*Consigne*. Recopiez le passage de l'article sur Europe qui va de « Ces observations ont » à « sens contraire d’Europe. », en rebaptisant « Galileo » en « Juno ».

*Texte extrait*.
Le champ magnétique de Jupiter fragilise sa lune Europe
Le champ magnétique de Jupiter provoque des flux d’eau salée sous la coquille de glace d’Europe, qui vont dans le sens contraire de sa rotation et provoquent des fissures à sa surface.
Ces observations ont été faites par deux chercheurs français, Christophe Gissinger de l’École Normale Supérieure et Ludovic Petitdemange du Laboratoire d’études du rayonnement et de la matière en astrophysique et en atmosphère. Ils ont utilisé les données de la sonde Galileo pour reproduire une modélisation numérique des mouvements d'eau salée présente sous la coquille de glace de la lune de Jupiter, Europe. Ces flux sont la troisième source de mouvement dans l’océan connue à ce jour sur Europe avec les plumes hydrothermes, dues aux variations de températures dans l’océan et des mouvements de marée dus à la gravitation de Jupiter. Selon les deux chercheurs, ces flux réagiraient au champ magnétique de Jupiter et tourneraient dans le sens contraire d’Europe.
UN MOTEUR À INDUCTION GÉANT
« En tant que physicien, je m’intéresse depuis quelques années à un problème a priori très différent, à savoir les pompes électromagnétiques utilisées dans l’industrie, c’est-à-dire la mise en mouvement de fluides conducteurs, souvent des métaux liquides, sous l’influence d’un champ magnétique variable. Au hasard d’un séminaire traitant des lunes de Jupiter, je me suis rendu compte que tous les ingrédients de ces systèmes industriels étaient réunis sur les lunes Joviennes » avoue Christophe Gissinger. Les océans d’eau salée, dont la présence est pour l’heure admise par la communauté scientifique, se comportent comme un fluide conducteur et suivent les variations du champ magnétique de Jupiter.
« Nous avons décidé, après avoir discuté avec Ludovic Petitdemange, de modéliser l’intérieur d’Europe, et avons découvert que cet effet d’entrainement magnétique est en effet loin d’être négligeable, et que cette lune se comporte finalement comme un moteur à induction géant » ajoute Christophe Gissinger.
QUELLES POURRAIENT ÊTRE LES CONSÉQUENCES ?
Ces mouvements, bien que leur force soit non négligeable, ne ralentissent pas Europe mais sont assez puissants pour fragiliser la croûte de glace et contribuer à la formation des fissures observées à la surface de la lune. « En appliquant près de l’équateur un couple unidirectionnel sur la coquille de glace d’Europe, ce jet, constamment dirigé vers l’ouest, produit sur le long terme une contrainte sur la croûte de glace qui peut en effet contribuer à la formation des mystérieuses fissures et crêtes observées à la surface de la lune près de l’équateur » affirme Christophe Gissinger. « Des observations faites avec Hubble révèlent également la présence de vapeur d’eau dans les régions polaires, là où notre modèle prédit un chauffage par effet Joule maximal » complète Ludovic Petitdemange.

*Lignes de données*.

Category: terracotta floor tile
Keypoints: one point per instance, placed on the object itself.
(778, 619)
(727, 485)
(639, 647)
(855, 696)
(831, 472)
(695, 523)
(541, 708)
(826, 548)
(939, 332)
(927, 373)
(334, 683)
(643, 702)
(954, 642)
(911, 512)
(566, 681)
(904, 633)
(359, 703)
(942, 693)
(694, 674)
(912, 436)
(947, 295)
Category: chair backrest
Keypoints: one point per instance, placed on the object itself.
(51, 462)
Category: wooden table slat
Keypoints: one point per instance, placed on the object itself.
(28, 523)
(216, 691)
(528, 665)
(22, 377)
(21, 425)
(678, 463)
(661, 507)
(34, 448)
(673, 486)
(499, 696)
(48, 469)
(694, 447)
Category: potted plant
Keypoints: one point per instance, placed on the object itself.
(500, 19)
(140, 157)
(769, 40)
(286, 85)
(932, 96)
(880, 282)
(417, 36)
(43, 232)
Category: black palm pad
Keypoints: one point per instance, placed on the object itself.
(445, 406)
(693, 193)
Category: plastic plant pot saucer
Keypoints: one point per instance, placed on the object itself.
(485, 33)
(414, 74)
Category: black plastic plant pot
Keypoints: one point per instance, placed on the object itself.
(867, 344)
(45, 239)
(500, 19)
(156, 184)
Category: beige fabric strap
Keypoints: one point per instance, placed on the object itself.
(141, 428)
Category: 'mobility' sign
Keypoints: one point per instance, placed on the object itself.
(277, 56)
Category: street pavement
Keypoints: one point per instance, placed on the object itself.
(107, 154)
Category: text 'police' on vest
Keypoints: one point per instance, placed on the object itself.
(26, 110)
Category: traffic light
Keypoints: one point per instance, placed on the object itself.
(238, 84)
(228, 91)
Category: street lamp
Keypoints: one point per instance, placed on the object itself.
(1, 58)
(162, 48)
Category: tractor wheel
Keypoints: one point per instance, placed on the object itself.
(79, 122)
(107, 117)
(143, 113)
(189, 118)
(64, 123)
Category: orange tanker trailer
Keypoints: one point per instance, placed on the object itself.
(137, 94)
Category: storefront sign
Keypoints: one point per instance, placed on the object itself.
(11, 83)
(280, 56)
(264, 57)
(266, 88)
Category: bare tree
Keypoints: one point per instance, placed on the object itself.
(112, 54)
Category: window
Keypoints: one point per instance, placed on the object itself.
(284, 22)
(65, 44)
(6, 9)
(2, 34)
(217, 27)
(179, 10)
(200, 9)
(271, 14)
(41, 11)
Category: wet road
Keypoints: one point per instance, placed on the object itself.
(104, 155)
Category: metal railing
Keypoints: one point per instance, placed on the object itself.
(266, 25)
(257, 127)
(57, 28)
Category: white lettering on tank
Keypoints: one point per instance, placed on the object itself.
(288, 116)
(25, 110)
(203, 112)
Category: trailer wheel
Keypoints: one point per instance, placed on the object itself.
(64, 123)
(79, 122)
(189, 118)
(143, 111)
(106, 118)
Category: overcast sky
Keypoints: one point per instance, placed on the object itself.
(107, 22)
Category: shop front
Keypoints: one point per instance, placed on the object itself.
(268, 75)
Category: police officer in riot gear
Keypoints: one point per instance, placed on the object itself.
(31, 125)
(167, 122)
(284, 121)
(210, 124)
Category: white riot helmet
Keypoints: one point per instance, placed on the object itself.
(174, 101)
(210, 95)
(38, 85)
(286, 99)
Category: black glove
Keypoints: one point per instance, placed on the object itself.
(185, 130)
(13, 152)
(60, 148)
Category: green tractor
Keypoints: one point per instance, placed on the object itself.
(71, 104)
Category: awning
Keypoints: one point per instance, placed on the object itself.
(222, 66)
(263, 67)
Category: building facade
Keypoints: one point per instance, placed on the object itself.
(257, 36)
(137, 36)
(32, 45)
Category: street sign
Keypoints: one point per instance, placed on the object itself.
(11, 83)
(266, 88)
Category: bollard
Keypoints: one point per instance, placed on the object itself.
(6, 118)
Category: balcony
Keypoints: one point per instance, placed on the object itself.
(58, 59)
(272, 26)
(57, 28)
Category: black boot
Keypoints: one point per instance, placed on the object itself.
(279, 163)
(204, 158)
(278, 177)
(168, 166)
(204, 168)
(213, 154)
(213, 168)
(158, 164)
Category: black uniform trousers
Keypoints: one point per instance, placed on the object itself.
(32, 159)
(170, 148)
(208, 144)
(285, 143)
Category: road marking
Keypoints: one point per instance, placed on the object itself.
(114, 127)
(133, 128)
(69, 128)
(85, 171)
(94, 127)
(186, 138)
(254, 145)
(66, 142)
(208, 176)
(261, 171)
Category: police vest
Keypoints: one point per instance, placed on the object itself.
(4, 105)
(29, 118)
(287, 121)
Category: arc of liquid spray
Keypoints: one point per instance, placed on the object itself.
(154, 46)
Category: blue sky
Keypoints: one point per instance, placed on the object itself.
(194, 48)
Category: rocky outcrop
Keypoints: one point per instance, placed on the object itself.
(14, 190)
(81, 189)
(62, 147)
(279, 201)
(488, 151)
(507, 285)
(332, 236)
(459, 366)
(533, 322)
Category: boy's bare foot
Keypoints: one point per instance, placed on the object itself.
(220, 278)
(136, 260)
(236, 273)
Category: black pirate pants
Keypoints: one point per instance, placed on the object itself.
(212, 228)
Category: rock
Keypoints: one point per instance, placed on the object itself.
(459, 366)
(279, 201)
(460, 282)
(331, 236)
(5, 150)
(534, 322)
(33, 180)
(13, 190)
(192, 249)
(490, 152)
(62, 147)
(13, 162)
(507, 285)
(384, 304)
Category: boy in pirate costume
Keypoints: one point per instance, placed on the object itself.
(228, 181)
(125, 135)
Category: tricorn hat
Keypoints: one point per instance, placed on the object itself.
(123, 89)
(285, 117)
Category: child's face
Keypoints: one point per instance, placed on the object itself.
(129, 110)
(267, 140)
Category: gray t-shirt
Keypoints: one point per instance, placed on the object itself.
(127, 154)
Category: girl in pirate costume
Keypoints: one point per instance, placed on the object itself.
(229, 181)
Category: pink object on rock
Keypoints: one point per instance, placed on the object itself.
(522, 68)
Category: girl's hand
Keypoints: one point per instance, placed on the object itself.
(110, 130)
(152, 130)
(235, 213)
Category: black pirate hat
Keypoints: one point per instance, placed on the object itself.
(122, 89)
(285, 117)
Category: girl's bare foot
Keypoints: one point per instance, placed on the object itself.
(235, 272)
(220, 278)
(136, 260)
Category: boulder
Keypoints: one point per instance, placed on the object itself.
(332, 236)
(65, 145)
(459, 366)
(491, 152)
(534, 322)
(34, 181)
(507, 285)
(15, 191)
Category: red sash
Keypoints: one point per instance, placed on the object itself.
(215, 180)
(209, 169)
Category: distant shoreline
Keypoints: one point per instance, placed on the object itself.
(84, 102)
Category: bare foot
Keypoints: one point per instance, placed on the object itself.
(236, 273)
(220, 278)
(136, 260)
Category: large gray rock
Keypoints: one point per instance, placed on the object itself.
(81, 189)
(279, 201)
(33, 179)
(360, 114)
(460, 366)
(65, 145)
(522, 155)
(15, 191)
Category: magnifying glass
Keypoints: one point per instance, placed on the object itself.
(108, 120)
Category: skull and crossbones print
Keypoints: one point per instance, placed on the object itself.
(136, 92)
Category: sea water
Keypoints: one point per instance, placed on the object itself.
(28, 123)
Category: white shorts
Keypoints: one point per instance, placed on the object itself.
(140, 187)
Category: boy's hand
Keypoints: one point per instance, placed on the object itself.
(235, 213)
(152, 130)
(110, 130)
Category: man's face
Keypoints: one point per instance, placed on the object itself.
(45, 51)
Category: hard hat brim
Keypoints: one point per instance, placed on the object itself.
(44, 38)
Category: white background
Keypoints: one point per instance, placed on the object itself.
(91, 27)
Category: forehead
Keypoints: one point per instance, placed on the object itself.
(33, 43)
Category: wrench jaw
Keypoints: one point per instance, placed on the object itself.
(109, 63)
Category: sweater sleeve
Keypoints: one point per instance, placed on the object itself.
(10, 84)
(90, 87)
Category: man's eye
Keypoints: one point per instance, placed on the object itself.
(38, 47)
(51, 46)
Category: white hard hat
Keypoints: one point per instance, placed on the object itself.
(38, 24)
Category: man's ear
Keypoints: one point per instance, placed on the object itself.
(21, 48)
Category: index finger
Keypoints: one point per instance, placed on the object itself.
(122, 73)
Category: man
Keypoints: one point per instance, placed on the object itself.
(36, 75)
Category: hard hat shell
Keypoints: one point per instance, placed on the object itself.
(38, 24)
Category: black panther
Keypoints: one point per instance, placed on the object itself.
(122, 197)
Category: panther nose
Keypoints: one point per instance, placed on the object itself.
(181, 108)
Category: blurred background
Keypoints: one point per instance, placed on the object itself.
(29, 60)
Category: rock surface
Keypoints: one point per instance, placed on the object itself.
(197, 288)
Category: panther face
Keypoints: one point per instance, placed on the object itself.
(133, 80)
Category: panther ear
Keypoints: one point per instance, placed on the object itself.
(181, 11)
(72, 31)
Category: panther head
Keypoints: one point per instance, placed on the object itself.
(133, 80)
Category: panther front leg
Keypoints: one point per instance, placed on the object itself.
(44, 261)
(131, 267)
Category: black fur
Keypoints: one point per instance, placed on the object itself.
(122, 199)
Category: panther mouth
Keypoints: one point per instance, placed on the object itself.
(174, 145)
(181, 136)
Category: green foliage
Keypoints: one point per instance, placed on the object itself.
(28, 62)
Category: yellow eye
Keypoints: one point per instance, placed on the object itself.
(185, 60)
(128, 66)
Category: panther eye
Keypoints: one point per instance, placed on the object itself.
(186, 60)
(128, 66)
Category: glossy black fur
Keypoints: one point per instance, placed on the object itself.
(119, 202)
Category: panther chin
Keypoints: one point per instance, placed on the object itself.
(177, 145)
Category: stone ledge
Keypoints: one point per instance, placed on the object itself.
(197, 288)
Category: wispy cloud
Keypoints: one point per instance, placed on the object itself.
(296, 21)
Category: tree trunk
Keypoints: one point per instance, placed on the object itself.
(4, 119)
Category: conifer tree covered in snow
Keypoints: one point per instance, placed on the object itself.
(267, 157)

*Réponse rédigée*.
Ces observations ont été faites par deux chercheurs français, Christophe Gissinger de l’École Normale Supérieure et Ludovic Petitdemange du Laboratoire d’études du rayonnement et de la matière en astrophysique et en atmosphère. Ils ont utilisé les données de la sonde Juno pour reproduire une modélisation numérique des mouvements d'eau salée présente sous la coquille de glace de la lune de Jupiter, Europe. Ces flux sont la troisième source de mouvement dans l’océan connue à ce jour sur Europe avec les plumes hydrothermes, dues aux variations de températures dans l’océan et des mouvements de marée dus à la gravitation de Jupiter. Selon les deux chercheurs, ces flux réagiraient au champ magnétique de Jupiter et tourneraient dans le sens contraire d’Europe.